# What is being asked
Please retype the data in full, exactly as given.

··· Source information ···

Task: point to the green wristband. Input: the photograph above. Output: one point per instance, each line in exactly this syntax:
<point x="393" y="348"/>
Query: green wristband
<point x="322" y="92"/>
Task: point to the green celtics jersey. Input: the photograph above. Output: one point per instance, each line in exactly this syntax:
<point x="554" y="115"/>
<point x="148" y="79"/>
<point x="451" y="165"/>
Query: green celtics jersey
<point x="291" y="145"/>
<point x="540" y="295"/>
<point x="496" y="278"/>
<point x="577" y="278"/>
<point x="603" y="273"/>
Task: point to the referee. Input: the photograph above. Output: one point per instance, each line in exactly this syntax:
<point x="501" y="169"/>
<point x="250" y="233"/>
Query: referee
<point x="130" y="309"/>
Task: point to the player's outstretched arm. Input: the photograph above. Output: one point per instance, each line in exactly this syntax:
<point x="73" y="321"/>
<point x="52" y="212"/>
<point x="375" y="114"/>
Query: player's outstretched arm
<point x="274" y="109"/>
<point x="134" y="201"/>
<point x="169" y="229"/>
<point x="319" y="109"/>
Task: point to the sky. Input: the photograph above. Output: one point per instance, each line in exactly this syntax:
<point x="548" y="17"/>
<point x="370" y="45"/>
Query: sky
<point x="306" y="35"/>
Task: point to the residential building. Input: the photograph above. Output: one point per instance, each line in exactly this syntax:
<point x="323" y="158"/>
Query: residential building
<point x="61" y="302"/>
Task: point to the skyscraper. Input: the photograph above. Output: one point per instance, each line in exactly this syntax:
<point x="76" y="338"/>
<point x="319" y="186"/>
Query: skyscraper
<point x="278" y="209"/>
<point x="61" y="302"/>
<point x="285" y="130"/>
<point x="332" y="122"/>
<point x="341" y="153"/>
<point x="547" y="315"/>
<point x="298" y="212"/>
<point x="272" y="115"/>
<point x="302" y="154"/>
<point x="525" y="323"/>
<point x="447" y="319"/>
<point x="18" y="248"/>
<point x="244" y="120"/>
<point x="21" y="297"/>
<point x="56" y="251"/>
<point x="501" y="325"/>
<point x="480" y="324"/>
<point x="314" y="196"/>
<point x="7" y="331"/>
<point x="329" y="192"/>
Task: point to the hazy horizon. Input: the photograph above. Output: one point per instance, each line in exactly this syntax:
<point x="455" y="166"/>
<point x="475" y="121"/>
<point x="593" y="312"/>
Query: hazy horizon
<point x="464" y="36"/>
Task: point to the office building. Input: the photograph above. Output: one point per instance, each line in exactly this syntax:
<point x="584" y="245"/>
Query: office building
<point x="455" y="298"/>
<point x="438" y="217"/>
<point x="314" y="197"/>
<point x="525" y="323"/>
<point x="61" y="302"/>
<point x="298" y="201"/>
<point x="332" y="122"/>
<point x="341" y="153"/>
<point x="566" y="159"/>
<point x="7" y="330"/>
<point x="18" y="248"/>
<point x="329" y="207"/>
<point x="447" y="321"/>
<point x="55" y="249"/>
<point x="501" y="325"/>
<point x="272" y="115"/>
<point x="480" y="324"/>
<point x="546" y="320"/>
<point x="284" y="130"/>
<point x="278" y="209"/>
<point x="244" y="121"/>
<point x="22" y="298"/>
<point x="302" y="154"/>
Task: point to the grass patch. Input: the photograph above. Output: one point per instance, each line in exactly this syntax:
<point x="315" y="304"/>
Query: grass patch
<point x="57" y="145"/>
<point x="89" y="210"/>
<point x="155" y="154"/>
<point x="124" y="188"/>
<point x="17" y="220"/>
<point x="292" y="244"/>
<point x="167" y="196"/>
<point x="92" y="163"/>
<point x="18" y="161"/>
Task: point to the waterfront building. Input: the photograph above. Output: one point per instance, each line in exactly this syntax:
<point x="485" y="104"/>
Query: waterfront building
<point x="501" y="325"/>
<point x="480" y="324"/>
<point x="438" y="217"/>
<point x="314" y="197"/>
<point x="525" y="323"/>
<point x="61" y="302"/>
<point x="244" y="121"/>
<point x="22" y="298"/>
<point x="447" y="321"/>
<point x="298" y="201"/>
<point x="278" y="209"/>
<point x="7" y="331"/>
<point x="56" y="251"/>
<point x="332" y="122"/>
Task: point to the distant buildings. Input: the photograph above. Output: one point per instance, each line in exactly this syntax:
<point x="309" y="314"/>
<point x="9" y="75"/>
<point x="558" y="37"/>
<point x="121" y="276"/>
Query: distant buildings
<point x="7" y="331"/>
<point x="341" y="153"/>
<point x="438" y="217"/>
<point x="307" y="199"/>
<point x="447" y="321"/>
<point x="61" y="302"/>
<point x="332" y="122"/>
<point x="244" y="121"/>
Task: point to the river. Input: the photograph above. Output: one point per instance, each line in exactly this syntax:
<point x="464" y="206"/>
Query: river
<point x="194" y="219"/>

···

# Output for this exercise
Task: point to the green wristband. Input: the photograph above. Output: one point per instance, each line in exactly this syntax:
<point x="393" y="348"/>
Query: green wristband
<point x="322" y="92"/>
Task: point to the green celtics jersey. Input: the photograph above. Output: one point per instance, each line in exactly this syntax:
<point x="554" y="115"/>
<point x="148" y="79"/>
<point x="451" y="165"/>
Query: green celtics jersey
<point x="291" y="145"/>
<point x="540" y="295"/>
<point x="496" y="278"/>
<point x="577" y="278"/>
<point x="603" y="273"/>
Task: point to the referee. Input: the photograph above. Output: one point per instance, each line in exactly this syntax:
<point x="501" y="169"/>
<point x="250" y="233"/>
Query: referee
<point x="130" y="309"/>
Task: point to the player's outstretched arm. Input: the photograph above. Output: one point per instance, each line in exactly this syntax:
<point x="73" y="321"/>
<point x="52" y="212"/>
<point x="375" y="114"/>
Query: player's outstretched arm
<point x="274" y="109"/>
<point x="134" y="201"/>
<point x="169" y="229"/>
<point x="319" y="109"/>
Task: point to the sky. Input: the photograph above. Output: one point per instance, each line in exactly this syntax:
<point x="548" y="17"/>
<point x="370" y="45"/>
Query: sky
<point x="306" y="35"/>
Task: point to the residential building. Input: the photograph above. Output: one point per instance, each line in exactly this syntax:
<point x="323" y="158"/>
Query: residential building
<point x="61" y="302"/>
Task: point to the skyscraper. Input: the photograph above. Output: one point per instance, each line in exactly this syntax:
<point x="76" y="338"/>
<point x="319" y="186"/>
Query: skyscraper
<point x="278" y="209"/>
<point x="61" y="302"/>
<point x="285" y="130"/>
<point x="332" y="122"/>
<point x="341" y="153"/>
<point x="547" y="315"/>
<point x="298" y="212"/>
<point x="272" y="115"/>
<point x="302" y="154"/>
<point x="525" y="323"/>
<point x="447" y="319"/>
<point x="18" y="248"/>
<point x="244" y="120"/>
<point x="21" y="297"/>
<point x="56" y="251"/>
<point x="501" y="325"/>
<point x="480" y="324"/>
<point x="314" y="196"/>
<point x="7" y="331"/>
<point x="329" y="192"/>
Task: point to the hazy horizon. Input: the photograph above. Output: one point per instance, each line in exactly this syntax:
<point x="455" y="166"/>
<point x="475" y="121"/>
<point x="593" y="312"/>
Query: hazy horizon
<point x="464" y="36"/>
Task: point to the office building. Input: the photograph above. Output: one point per instance, each line in exactly this syntax:
<point x="584" y="245"/>
Query: office building
<point x="455" y="298"/>
<point x="438" y="217"/>
<point x="314" y="197"/>
<point x="525" y="323"/>
<point x="61" y="302"/>
<point x="298" y="201"/>
<point x="332" y="122"/>
<point x="341" y="153"/>
<point x="566" y="159"/>
<point x="7" y="330"/>
<point x="18" y="248"/>
<point x="329" y="207"/>
<point x="447" y="321"/>
<point x="55" y="249"/>
<point x="501" y="325"/>
<point x="272" y="115"/>
<point x="480" y="324"/>
<point x="546" y="320"/>
<point x="284" y="130"/>
<point x="278" y="209"/>
<point x="244" y="121"/>
<point x="22" y="298"/>
<point x="302" y="154"/>
Task: point to the grass patch. Input: the photograph above. Output: one point per instance, each line in exactly this syntax:
<point x="315" y="304"/>
Query: grass patch
<point x="57" y="145"/>
<point x="89" y="210"/>
<point x="155" y="154"/>
<point x="124" y="188"/>
<point x="17" y="220"/>
<point x="292" y="244"/>
<point x="167" y="196"/>
<point x="92" y="163"/>
<point x="18" y="161"/>
Task: point to the waterfront building. Input: the photograph above. Output: one point per instance, each line in exactly this syntax:
<point x="485" y="104"/>
Query: waterfront building
<point x="501" y="325"/>
<point x="480" y="324"/>
<point x="438" y="217"/>
<point x="314" y="197"/>
<point x="525" y="323"/>
<point x="61" y="302"/>
<point x="244" y="121"/>
<point x="22" y="298"/>
<point x="447" y="321"/>
<point x="298" y="201"/>
<point x="278" y="209"/>
<point x="7" y="331"/>
<point x="56" y="251"/>
<point x="332" y="122"/>
Task: point to the distant buildings. Input: the photograph above. Output: one point per instance, each line in exactly this syntax:
<point x="309" y="314"/>
<point x="9" y="75"/>
<point x="558" y="37"/>
<point x="121" y="276"/>
Query: distant buildings
<point x="7" y="331"/>
<point x="341" y="153"/>
<point x="438" y="217"/>
<point x="307" y="199"/>
<point x="447" y="321"/>
<point x="61" y="302"/>
<point x="332" y="122"/>
<point x="244" y="121"/>
Task: point to the river. Input: the photograph above. Output: one point per instance, each line in exactly this syntax:
<point x="464" y="206"/>
Query: river
<point x="194" y="219"/>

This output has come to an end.